A run of records
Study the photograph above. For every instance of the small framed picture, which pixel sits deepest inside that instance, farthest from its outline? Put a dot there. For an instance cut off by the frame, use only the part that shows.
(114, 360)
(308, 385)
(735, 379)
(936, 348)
...
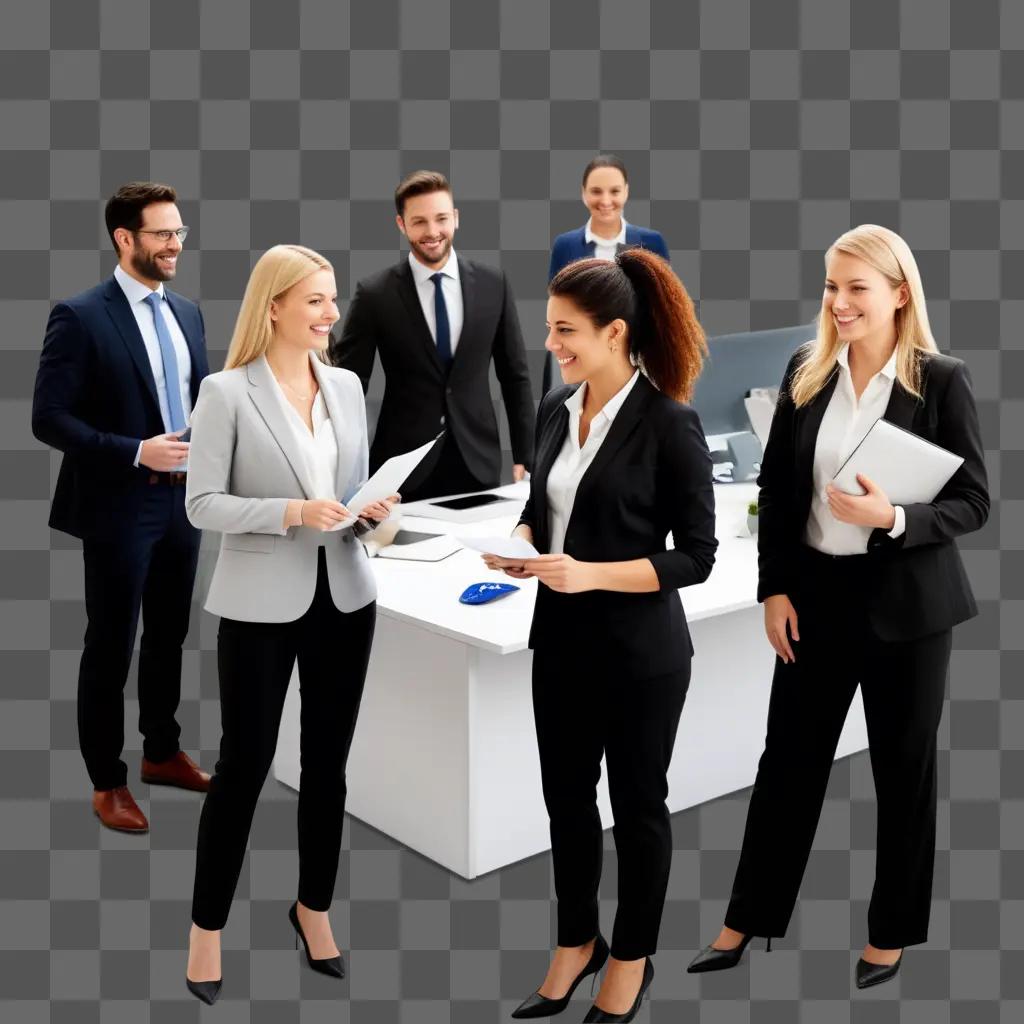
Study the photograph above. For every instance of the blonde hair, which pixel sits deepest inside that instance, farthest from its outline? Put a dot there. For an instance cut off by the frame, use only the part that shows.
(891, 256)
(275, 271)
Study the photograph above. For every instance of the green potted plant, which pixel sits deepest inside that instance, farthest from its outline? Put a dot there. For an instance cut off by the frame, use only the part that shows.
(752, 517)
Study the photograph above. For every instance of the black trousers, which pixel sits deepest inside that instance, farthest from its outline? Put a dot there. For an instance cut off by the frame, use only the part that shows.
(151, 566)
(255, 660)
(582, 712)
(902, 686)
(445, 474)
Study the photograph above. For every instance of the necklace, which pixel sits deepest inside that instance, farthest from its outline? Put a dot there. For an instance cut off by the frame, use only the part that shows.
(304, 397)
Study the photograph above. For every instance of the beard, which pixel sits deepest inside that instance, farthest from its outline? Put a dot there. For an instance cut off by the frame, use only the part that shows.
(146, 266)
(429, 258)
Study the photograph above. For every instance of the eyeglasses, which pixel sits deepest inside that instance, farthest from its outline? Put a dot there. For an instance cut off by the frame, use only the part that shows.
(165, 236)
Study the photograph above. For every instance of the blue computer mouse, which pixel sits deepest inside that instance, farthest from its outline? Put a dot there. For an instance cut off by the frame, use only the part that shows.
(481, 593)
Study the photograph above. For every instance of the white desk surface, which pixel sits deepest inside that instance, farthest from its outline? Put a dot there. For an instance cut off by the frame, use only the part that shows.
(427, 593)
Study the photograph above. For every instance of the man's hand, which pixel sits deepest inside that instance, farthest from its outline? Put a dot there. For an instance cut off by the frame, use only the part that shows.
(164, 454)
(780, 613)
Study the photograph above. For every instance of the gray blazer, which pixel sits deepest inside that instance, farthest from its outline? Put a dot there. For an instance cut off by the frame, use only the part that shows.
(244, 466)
...
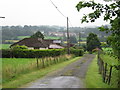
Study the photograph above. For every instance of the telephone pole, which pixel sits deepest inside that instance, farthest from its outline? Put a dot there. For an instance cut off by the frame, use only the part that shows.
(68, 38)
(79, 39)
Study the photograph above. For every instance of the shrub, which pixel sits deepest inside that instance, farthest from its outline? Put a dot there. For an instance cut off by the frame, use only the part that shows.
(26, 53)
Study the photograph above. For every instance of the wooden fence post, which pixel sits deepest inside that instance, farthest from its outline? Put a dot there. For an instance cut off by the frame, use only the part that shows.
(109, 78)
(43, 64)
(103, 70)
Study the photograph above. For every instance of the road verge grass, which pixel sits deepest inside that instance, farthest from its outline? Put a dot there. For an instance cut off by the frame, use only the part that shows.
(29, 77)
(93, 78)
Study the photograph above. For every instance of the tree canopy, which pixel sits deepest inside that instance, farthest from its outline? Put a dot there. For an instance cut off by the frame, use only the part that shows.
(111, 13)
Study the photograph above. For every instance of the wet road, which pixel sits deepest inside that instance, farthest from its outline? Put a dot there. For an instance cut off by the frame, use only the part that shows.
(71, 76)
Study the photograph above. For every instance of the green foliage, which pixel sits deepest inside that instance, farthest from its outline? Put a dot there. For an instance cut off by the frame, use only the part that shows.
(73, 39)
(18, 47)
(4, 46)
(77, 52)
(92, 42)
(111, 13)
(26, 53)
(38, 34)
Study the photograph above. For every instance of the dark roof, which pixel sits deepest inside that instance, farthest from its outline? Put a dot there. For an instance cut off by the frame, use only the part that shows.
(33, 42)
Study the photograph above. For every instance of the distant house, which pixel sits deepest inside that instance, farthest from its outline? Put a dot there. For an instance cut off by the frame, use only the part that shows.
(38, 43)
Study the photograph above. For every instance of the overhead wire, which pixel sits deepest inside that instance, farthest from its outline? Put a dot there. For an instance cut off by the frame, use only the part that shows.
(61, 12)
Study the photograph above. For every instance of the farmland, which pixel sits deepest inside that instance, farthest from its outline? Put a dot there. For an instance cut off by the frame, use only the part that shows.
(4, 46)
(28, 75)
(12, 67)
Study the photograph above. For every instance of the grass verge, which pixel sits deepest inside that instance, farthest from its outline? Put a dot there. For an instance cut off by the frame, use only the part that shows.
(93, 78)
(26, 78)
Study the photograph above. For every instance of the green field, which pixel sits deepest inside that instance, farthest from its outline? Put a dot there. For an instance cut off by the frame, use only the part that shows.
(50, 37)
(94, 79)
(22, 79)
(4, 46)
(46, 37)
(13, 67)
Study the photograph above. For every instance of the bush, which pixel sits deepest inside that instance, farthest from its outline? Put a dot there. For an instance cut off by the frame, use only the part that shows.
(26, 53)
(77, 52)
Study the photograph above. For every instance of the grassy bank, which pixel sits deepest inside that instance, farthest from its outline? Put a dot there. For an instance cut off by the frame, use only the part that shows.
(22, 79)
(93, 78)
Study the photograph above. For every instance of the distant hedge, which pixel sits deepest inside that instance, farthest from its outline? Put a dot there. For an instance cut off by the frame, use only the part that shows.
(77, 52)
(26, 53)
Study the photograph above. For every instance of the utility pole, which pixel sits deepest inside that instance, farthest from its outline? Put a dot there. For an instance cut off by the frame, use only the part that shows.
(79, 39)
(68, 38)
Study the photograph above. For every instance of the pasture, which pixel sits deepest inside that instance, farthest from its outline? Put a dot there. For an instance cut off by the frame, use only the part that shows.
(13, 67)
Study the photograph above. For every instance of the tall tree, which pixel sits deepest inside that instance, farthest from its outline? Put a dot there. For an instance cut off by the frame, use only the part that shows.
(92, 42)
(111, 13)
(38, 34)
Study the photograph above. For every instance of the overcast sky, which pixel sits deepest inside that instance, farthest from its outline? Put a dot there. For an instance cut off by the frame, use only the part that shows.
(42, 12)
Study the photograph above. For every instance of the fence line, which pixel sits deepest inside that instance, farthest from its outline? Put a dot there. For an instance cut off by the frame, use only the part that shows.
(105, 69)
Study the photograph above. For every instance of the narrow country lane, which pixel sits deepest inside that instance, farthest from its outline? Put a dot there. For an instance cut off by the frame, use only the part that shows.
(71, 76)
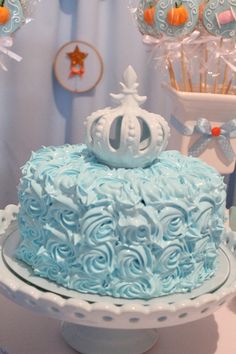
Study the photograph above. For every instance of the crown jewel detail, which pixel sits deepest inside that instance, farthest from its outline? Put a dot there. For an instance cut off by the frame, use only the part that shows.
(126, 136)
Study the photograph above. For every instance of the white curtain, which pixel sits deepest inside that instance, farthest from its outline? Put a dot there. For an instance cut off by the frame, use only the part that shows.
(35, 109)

## EXERCISE
Pull out each line of the items above that contains the string "blue" and copy those lines unchanged.

## FINISHED EXERCISE
Study the photograph above. For every instance of the blue computer mouse, which pixel sits deepest inside that instance, farthest from its outline? Put a dot there. For an instance cut off by the frame, use only the part that shows.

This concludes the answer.